## Instructions for the task
Continue the biography of Turtle Bunbury from the point where it stops.

## Document excerpt
_ _ _ _ _ _ _

James Bunbury (born 21 February 1972), known as Turtle Bunbury, is an Irish author, historian, and television presenter. He has published a number of books such as the Vanishing Ireland series, Easter Dawn -The 1916 Rising, The Glorious Madness (short-listed for Best Irish-published Book of the Year 2014) and 1847 – A Chronicle of Genius, Generosity & Savagery.

Career 
Bunbury is the third son of Thomas Bunbury, 5th Baron Rathdonnell and Jessica Harriet, daughter of George Gilbert Butler, of Scatorish, Bennettsbridge, County Kilkenny, Ireland (brother of the essayist Hubert Butler). He was raised at Lisnavagh House, Rathvilly, County Carlow, in Ireland, and received his early education locally and at Castle Park School in Dublin. He later studied at Glenalmond College, Perthshire, Scotland, before going on to Trinity College, Dublin and the University of Groningen in the Netherlands.

From 1996 to 1998 he lived in Hong Kong, working as a freelance correspondent with the South China Morning Post and Business News Indochina.

Bunbury was a co-presenter of The Genealogy Roadshow on RTÉ television in 2011 and 2014. He also presented Hidden Histories on Newstalk Radio in 2013. He co-wrote the 2008 documentary John Henry Foley: Sculptor of the Empire. He has also appeared on BBC1's Wogan's Ireland, and episodes of the American version and Irish version of the Who Do You Think You Are? TV series.

BBC History Magazine described him as "a skilled storyteller", and novelist Marjorie Quarton described Bunbury as being "one of the most versatile authors of his generation … a serious author with a light touch in writing". 

His work has appeared in National Geographic Traveler, Daily Beast, The Australian, The Guardian and the Irish Times.

In 2019, Bunbury began a collaboration with Iarnród Éireann / Irish Rail and Flahavan's for a project called ‘Past Tracks,’ an exhibition of historic panels that went on semi-permanent display in several railway stations around Ireland.

Turtle Bunbury is married to the novelist Ally Bunbury with whom he lives in County Carlow.

_ _ _ _ _ _ _

## Dataset entries
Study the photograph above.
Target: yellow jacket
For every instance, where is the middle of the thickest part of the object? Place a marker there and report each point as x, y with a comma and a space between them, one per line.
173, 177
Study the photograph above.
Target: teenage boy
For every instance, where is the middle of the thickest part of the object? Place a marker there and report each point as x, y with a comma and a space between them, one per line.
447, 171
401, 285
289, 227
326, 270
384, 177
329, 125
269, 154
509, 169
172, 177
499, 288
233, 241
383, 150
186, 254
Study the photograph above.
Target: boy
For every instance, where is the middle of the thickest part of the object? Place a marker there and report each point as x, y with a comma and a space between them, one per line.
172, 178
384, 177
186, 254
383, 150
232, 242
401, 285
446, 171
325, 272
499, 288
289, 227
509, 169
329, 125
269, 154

_ _ _ _ _ _ _

## Response to the task
Vanishing Ireland     

In 2001 Bunbury began work on the Vanishing Ireland project with photographer James Fennell. The project produced four books, and a review in the Irish Independent of the first book noted how it was "written with sympathy, understanding and gentle humour". Three of the books were short-listed for Best Irish-Published Book of the Year at the Irish Book Awards.

Works 

 The Landed Gentry & Aristocracy of Co. Kildare (Irish Family Names, 2004) 
 The Landed Gentry & Aristocracy of Co. Wicklow (Irish Family Names, 2005) 
 Living in Sri Lanka (Thames & Hudson, 2006), with James Fennell. 
 Vanishing Ireland (Hodder Headline, 2006), with James Fennell. 
 The Irish Pub (Thames & Hudson, 2008) with James Fennell. 
 Dublin Docklands – An Urban Voyage (Montague, 2009). 
 Vanishing Ireland 2 (Hodder Headline, 2009), with James Fennell. 
 Sporting Legends of Ireland (Mainstream, 2010) with James Fennell. 
 Vanishing Ireland 3 (Hachette, 2011), with James Fennell. 
 Dublin from the Etihad Skyline (GAA Museum, 2012), .
 Vanishing Ireland 4 (Hachette, 2013), with James Fennell. 
 The Glorious Madness – Tales of the Irish & the Great War (Gill & Macmillan, 2014) 
 Easter Dawn – The 1916 Rising (Mercier Press, 2015). 
 1847 – A Chronicle of Genius, Generosity & Savagery (Gill, 2016). 
 Adare Manor : The Renaissance of an Irish Country House (Adare Manor Publishing, 2019) 
 Ireland's Forgotten Past (Thames & Hudson, 2020) 
 The Irish Diaspora: Tales of Emigration, Exile and Imperialism (Thames & Hudson, 2021)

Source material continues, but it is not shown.